=== Text shown ===
——————————

What makes a good mom? A bad mom? How do we know if we are doing a good job or a bad job?
We define it.
We all have our own ideas of what a good mom, good wife, good friend, good housekeeper, good employee, etc. looks like. Each of us has a combination of roles to play in our lives that always seems to be changing as time goes on. Personally, I have always had high expectations for myself. I want to do everything 100% and give it my all. It’s always felt unacceptable to me to do anything less.
But I’ve learned through experience that sometimes life piles on the responsibilities so high that meeting my own standards and expectations is simply impossible.
During my most recent bout with post-partum depression, my reality and my expectations were so starkly different that it was crippling me.

——————————

=== Given records ===
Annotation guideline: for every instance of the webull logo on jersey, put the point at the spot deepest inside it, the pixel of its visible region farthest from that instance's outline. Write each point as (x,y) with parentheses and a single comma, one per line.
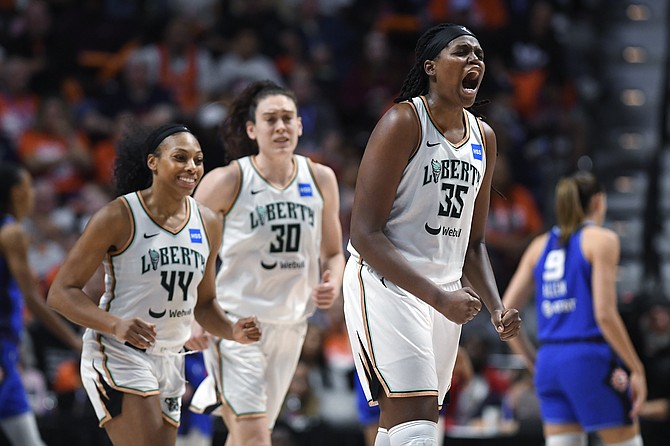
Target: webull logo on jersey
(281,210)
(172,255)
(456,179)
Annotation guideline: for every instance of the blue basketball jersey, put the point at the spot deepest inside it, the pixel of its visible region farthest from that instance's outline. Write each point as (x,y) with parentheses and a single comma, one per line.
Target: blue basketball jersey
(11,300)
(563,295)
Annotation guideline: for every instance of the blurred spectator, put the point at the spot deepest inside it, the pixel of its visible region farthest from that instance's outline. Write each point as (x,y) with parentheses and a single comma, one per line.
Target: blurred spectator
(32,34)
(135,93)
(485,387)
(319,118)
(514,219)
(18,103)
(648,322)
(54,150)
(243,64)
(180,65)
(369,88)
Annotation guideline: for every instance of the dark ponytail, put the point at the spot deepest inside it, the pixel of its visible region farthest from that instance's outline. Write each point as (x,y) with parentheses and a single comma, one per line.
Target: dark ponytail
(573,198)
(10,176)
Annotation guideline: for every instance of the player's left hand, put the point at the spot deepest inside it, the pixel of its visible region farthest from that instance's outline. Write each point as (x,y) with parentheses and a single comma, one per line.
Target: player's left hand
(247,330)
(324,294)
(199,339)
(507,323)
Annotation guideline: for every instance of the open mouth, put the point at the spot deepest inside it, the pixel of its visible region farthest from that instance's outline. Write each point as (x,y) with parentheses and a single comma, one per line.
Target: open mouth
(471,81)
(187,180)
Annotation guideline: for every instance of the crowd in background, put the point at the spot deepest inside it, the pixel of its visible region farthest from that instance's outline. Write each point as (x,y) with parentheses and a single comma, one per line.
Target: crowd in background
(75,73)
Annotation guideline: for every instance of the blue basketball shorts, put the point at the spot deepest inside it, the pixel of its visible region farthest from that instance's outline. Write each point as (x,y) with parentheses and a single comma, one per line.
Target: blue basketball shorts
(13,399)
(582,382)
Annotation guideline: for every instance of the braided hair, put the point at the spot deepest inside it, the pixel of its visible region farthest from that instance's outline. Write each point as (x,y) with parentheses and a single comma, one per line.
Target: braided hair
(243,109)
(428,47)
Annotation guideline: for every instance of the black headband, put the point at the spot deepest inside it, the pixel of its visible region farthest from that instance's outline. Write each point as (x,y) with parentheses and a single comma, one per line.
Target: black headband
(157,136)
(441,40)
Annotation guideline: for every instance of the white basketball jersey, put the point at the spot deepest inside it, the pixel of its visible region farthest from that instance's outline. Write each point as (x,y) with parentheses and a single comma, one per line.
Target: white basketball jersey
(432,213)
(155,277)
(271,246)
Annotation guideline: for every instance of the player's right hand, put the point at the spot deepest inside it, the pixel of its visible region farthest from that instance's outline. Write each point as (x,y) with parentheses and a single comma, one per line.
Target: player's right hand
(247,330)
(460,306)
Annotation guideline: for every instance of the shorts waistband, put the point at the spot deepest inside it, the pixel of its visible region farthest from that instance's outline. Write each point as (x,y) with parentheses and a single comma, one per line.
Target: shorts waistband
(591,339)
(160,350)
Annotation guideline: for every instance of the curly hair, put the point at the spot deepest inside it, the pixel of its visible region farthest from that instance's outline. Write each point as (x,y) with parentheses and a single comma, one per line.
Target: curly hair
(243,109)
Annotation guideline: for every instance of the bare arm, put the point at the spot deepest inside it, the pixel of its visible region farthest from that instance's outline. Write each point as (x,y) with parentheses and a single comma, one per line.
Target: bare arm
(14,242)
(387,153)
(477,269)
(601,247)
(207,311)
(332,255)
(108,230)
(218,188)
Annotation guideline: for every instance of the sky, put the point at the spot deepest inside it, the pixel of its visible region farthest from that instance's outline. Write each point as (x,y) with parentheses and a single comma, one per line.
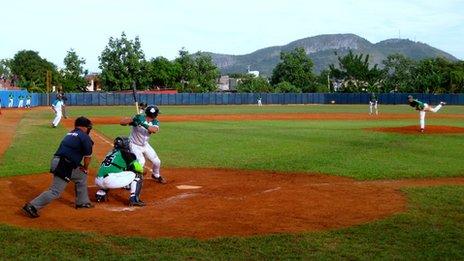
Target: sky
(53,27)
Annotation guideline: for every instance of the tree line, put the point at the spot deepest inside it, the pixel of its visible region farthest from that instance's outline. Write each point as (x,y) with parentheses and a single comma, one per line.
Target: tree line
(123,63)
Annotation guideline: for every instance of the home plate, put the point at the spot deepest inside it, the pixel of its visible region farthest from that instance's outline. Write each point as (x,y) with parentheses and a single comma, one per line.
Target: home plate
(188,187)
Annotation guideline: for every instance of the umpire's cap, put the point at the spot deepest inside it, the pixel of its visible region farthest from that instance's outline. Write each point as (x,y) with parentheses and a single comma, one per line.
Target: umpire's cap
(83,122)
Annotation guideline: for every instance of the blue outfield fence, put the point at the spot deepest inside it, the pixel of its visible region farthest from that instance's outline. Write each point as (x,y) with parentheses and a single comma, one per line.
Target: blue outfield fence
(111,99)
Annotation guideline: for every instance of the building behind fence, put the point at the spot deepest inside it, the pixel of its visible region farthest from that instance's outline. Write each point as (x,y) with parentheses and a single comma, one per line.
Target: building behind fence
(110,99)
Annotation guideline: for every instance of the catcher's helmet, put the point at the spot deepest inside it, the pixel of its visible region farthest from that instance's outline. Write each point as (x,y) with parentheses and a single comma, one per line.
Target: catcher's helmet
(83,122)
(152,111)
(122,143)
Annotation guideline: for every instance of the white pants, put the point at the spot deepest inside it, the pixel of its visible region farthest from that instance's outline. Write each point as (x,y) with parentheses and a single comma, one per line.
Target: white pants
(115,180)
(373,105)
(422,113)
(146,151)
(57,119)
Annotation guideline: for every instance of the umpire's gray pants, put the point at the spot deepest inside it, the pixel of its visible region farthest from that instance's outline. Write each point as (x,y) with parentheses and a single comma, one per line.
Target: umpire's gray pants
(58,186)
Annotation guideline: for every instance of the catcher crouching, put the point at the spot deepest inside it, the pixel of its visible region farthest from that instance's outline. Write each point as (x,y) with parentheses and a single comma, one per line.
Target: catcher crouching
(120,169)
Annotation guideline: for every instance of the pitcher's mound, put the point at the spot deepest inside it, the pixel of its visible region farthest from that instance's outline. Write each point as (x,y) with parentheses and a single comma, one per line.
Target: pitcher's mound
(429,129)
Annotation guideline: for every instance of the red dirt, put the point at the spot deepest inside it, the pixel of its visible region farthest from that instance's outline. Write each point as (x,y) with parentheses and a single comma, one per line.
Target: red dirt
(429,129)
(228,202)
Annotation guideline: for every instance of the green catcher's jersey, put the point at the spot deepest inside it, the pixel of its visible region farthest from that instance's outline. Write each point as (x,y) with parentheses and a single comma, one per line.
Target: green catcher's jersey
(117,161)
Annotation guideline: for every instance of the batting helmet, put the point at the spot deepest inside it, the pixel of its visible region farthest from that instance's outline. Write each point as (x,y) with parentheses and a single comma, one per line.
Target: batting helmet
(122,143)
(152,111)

——————————

=== Problem description ===
Summarize the post on motherhood in two sentences. The listing has no connection to the post on motherhood.

=== Worked solution ===
The writer says we each define for ourselves what doing well in our many changing roles looks like, and admits to always holding high expectations and wanting to give everything 100%. Experience has shown that responsibilities can pile up so high that meeting those standards becomes impossible, and during the writer's most recent bout with post-partum depression, the gap between reality and expectations was crippling.